## Task brief
Edit the data below by replacing every occurrence of "single pin" with "single marker", leaving everything else unchanged.

## Record list

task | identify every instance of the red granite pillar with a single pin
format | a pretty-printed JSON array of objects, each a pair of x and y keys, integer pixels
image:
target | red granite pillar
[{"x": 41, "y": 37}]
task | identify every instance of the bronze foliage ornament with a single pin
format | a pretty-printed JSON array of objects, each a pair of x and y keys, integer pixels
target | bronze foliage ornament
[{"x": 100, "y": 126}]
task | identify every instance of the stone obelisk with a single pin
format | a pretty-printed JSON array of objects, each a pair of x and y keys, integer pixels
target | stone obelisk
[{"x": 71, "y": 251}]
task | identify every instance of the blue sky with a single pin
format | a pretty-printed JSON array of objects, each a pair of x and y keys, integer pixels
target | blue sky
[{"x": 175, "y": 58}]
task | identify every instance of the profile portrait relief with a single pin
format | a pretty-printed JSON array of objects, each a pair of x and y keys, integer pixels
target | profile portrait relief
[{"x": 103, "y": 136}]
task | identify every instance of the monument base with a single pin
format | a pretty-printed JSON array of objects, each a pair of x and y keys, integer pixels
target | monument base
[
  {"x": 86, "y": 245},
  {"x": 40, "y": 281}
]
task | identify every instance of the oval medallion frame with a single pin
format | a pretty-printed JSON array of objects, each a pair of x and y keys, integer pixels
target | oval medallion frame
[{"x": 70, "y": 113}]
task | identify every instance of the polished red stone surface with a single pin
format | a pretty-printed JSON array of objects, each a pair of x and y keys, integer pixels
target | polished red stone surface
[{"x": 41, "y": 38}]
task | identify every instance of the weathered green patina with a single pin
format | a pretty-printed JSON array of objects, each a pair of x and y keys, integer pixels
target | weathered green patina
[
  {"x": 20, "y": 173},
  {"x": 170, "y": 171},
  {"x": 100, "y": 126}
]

## Final result
task | identify every instance of the red granite pillar with a single marker
format | a pretty-printed JSON array of objects, each a pair of x and y keys, integer pixels
image:
target | red granite pillar
[{"x": 41, "y": 37}]
task | identify every instance of the bronze foliage ornament with a single marker
format | a pretty-printed JSON array of objects, each a pair of x and y keys, integer pixels
target | bronze foliage ornament
[{"x": 100, "y": 126}]
task | identify every instance of the stone obelisk with a single marker
format | a pretty-printed JSON array of objects, each a pair of x and y keys, integer pixels
target | stone obelisk
[{"x": 71, "y": 251}]
task | identify every instance of the blue sky with a single marker
format | a pretty-printed JSON array of objects, each a pair of x and y keys, integer pixels
target | blue sky
[{"x": 175, "y": 58}]
task | identify every instance of the profile portrait relief with a single marker
format | a pretty-printed JSON array of objects, each a pair of x and y keys, integer pixels
target | profile portrait relief
[{"x": 103, "y": 136}]
task | identify every instance of the monument base with a single marker
format | a pretty-printed JSON array of objects, each a pair of x and y keys, integer pixels
target | monument base
[
  {"x": 86, "y": 245},
  {"x": 40, "y": 281}
]
task | identify every instance of the oval medallion frame with a single marker
format | a pretty-printed JSON array of objects, each a pair of x and y keys, integer pixels
target | oval medallion frame
[{"x": 70, "y": 113}]
task | identify every instance of the polished red stone surface with a single marker
format | a pretty-printed JSON array of objects, each a pair of x and y keys, integer pixels
target | polished red stone surface
[{"x": 41, "y": 38}]
task | identify every instance of the weathered green patina with a single marker
format | a pretty-printed JSON array of objects, each a pair of x and y keys, integer pixels
target | weathered green patina
[
  {"x": 20, "y": 173},
  {"x": 170, "y": 171},
  {"x": 100, "y": 126}
]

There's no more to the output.